_Task requirements_: Word for word, reproduce each line of the data below, omitting every image.

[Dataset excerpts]
——————

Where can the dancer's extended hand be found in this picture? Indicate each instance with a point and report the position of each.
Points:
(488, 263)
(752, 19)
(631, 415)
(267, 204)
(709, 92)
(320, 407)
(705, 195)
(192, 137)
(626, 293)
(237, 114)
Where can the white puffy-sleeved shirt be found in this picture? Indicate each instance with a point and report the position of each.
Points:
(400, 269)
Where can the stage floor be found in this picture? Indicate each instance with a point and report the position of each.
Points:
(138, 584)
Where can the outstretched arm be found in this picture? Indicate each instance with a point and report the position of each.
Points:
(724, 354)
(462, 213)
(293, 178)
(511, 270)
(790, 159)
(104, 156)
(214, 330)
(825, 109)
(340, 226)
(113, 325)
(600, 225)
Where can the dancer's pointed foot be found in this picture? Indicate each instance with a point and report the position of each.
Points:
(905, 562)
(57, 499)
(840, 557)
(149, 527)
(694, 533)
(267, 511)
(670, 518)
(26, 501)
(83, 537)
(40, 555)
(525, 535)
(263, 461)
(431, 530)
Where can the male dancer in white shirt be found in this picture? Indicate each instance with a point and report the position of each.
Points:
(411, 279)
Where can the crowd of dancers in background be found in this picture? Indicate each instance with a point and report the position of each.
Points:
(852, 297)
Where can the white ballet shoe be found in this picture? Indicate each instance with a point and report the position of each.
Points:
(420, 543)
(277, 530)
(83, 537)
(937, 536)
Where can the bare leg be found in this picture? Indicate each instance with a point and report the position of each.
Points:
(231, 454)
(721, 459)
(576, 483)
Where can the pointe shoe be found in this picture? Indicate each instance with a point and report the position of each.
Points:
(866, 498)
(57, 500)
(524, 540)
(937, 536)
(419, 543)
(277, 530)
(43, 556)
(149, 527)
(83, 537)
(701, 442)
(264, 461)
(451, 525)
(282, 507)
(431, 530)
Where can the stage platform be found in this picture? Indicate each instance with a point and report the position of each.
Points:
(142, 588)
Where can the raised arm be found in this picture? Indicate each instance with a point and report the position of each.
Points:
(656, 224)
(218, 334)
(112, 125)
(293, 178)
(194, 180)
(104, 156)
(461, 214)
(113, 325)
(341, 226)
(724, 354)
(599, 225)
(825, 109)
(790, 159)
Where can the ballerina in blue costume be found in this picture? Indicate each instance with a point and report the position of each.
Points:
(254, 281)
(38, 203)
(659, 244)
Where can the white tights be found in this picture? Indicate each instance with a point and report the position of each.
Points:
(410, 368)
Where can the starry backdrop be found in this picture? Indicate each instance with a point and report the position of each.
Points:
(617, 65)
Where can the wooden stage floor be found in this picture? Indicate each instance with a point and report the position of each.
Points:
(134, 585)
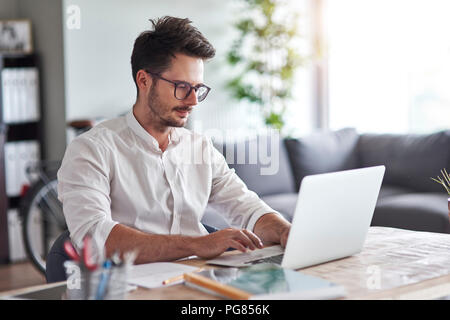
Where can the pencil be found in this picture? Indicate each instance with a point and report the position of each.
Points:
(180, 277)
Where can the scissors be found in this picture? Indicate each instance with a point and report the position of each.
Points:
(86, 253)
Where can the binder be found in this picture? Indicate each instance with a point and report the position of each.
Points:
(18, 156)
(20, 87)
(15, 237)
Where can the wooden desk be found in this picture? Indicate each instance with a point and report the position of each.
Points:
(394, 264)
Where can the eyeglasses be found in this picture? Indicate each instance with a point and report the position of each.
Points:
(183, 89)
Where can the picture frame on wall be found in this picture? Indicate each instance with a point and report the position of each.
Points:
(15, 36)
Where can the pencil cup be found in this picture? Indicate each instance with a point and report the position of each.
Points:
(99, 284)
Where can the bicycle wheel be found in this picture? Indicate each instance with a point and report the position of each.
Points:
(43, 220)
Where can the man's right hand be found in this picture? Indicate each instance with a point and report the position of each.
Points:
(216, 243)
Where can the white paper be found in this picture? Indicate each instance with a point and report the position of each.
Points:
(151, 275)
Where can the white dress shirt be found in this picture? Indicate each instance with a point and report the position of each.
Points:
(116, 173)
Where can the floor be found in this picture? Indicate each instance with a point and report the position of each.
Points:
(19, 275)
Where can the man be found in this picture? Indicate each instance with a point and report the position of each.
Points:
(130, 181)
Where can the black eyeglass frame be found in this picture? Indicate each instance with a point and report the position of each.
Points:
(176, 83)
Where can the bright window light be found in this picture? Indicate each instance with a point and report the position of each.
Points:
(389, 65)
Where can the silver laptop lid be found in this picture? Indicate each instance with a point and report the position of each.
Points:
(332, 216)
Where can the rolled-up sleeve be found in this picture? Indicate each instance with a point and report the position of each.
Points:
(240, 206)
(84, 190)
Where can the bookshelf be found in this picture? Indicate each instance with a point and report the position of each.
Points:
(20, 137)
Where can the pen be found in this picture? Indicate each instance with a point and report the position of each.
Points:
(180, 277)
(104, 279)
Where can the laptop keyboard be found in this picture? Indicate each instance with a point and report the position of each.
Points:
(273, 259)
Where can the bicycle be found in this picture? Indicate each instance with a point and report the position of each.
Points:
(40, 210)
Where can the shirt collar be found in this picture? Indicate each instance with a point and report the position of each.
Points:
(174, 136)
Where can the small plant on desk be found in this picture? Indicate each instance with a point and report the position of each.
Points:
(445, 182)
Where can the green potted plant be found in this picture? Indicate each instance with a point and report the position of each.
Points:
(264, 57)
(445, 182)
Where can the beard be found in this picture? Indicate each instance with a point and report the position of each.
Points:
(163, 113)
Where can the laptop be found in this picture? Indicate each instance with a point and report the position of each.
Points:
(331, 220)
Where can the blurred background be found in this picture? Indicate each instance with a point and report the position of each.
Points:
(379, 66)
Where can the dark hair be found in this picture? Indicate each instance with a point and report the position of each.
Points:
(154, 49)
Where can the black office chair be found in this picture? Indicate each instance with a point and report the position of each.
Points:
(54, 270)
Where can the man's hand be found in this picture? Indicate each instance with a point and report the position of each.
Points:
(216, 243)
(272, 229)
(284, 235)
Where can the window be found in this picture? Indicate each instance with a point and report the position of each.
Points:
(389, 65)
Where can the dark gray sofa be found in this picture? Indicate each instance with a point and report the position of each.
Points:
(408, 199)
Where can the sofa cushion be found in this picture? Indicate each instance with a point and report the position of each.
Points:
(284, 203)
(262, 164)
(213, 218)
(415, 211)
(410, 159)
(322, 152)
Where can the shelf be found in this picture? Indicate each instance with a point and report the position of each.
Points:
(23, 131)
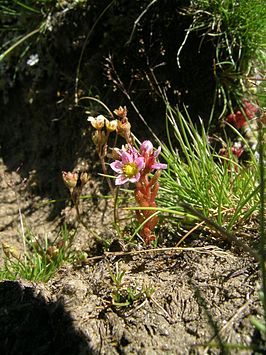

——————

_Answer area_:
Where can the dancer's extended hand be found in this picture? Indicate each instance with a point and report the position of each.
Points:
(488, 263)
(752, 19)
(631, 415)
(267, 204)
(709, 92)
(320, 407)
(705, 195)
(192, 137)
(626, 293)
(237, 114)
Where can the white puffy-sleeved shirt be found in this picture? Indicate each instance with a point and report the position of each.
Points:
(400, 269)
Where can the stage floor be found in this picture? Indicate each instance with a point and report the position of each.
Points:
(138, 584)
Where can the outstretched arm be found in this picture? Indicate each instance with a point and report the position of each.
Points:
(724, 354)
(462, 213)
(293, 178)
(511, 270)
(790, 159)
(104, 156)
(214, 330)
(825, 109)
(340, 226)
(113, 325)
(600, 225)
Where can the dancer's pointed foot be found in this picture? Indicate each instance with a point and report the position of each.
Points:
(905, 562)
(57, 499)
(840, 557)
(149, 527)
(694, 533)
(267, 511)
(670, 518)
(26, 501)
(83, 537)
(40, 555)
(525, 535)
(263, 461)
(431, 530)
Where can the male dancer in white shirt be found in this picture? Indicate each instance with a point and report the position of each.
Points:
(411, 279)
Where can the crowd of dancers in background be found in this picture? Indicate each instance with a point and report the position of each.
Points:
(852, 297)
Where can the white ballet shoe be found in this picture? Indicate each instance with a point and report the position of each.
Points:
(420, 543)
(277, 530)
(83, 537)
(937, 536)
Where can the bare leg be found in this picture? Indicate each instance with a point and report the position of each.
Points:
(231, 454)
(721, 459)
(576, 483)
Where can the pointe shoe be found in this picture? Indicate each instance with a point and report the position of each.
Points:
(866, 498)
(57, 500)
(524, 540)
(937, 536)
(419, 543)
(277, 530)
(43, 556)
(149, 527)
(83, 537)
(701, 442)
(264, 461)
(451, 525)
(282, 507)
(431, 530)
Where can the stage platform be found in this picture? Indicate each instance with a point and report the position of each.
Points:
(142, 588)
Where can the raised arm be found in this picture? Indicate each instance with a point and report the position of each.
Points:
(656, 224)
(218, 334)
(112, 125)
(293, 178)
(194, 180)
(104, 156)
(461, 214)
(113, 325)
(341, 226)
(724, 354)
(599, 225)
(825, 109)
(790, 159)
Where can the ballerina in blue costume be found in this picture? Indicate each instance with a point and report the position of each.
Points:
(254, 281)
(38, 203)
(659, 244)
Where can the white tights be found in this picture? Indicate each instance with a point and report the position of each.
Points:
(410, 368)
Where can the starry backdrop be found in this picture? Indicate each instance with a point and report the position of each.
Points:
(617, 65)
Where can the wooden stage floor be found in this picture? Indicate each instance with a point and report the position of each.
Points:
(134, 585)
Where can the pencil be found in this picture? Indicate each instance with a point and report the position of each.
Points:
(180, 277)
Where can the scissors be found in this picture? Indicate each instance with a point and report the position of each.
Points:
(86, 253)
Where can the binder be found in this picture? Indicate each instance with a point and report the position of each.
Points:
(18, 156)
(20, 87)
(15, 237)
Where can the wooden desk be found in this picture? Indicate each instance with a point and report the position of each.
Points:
(394, 264)
Where can the eyeglasses be found in this picture? Indicate each instance with a point and report the position of each.
Points:
(183, 89)
Where can the picture frame on wall be found in this picture? Indicate each instance with a point and report the position of each.
Points:
(15, 36)
Where can the pencil cup be found in this picture? Indicate each instance with a point and report the position of each.
Points:
(99, 284)
Where can the bicycle wheel be found in this picture? Indicate each instance with a point and report the position of each.
Points:
(43, 220)
Where can the man's right hand be found in this picture? Indicate each instance with a point and report the position of each.
Points:
(216, 243)
Where can the white paper be found in this picture? Indicate each instance with a point and report the position of each.
Points:
(151, 275)
Where can the white dress shirt be found in this picture? Indicate each instance with a point and report the position of each.
Points:
(116, 173)
Where can the floor be found in this picture? Indicate each instance with a point and report the position of each.
Points:
(19, 275)
Where can the man be found in this picture? Indicate each instance with a point and report the position of each.
Points:
(130, 181)
Where can the black eyeglass frame be found in this picture? Indicate each instance with a point and report the position of each.
Points:
(176, 83)
Where can the bright window light be found in this picture? Indicate each instance with a point and report the position of each.
Points:
(389, 65)
Where can the silver laptop lid be found in this picture? Indicate each instance with a point and report the position of each.
Points:
(332, 216)
Where can the rolled-up sleeve be found in this picture? Indicate each instance with a point and report the position of each.
Points:
(240, 206)
(84, 190)
Where can the bookshelf be found in this picture? Indicate each instance with a point and report the position of each.
Points:
(20, 137)
Where can the pen be found in this picture? Indicate each instance with a point and report the position of each.
Points:
(180, 277)
(104, 279)
Where can the laptop keyboard be found in this picture? Indicate each instance with a point and report the position of each.
Points:
(273, 259)
Where can the bicycle be found in this picture? Indicate each instance with a point and report the position of each.
Points:
(40, 210)
Where can the shirt collar be found in this picture? Indicate each instance with a point and report the position of each.
Points:
(174, 136)
Where can the small plant on desk be found in this picture? Indicate each instance with a point and report the position of each.
Points:
(445, 182)
Where can the green potted plant be found in this picture? Indicate each instance with a point and report the position of each.
Points:
(264, 57)
(445, 182)
Where can the beard be found in this picture? Indicate each instance with a point and report the position of each.
Points:
(163, 113)
Where can the laptop be found in this picture? Indicate each instance with a point and report the position of each.
Points:
(331, 220)
Where can the blurred background be found in this picture? Indicate each instance with a point and report the position of each.
Points:
(379, 66)
Where can the dark hair be found in this picture? Indicate each instance with a point and report the position of each.
Points:
(154, 49)
Where can the black office chair be found in this picture? Indicate each instance with a point and report the position of each.
Points:
(54, 270)
Where can the man's hand be found in this picture? Indicate each instance with a point and report the position of each.
Points:
(216, 243)
(272, 229)
(284, 235)
Where can the window be found in this picture? Indicate each instance with a point and report the position of each.
Points:
(389, 65)
Where can the dark gray sofa be found in this picture? Indicate each instance with a point and report the position of each.
Points:
(408, 199)
Where can the sofa cushion be found in this picture? Indicate each instance with a point and report the position of each.
Points:
(284, 203)
(262, 164)
(213, 218)
(415, 211)
(410, 159)
(322, 152)
Where can the shelf be found in this picture? Indicate each instance with a point and report the position of each.
Points:
(23, 131)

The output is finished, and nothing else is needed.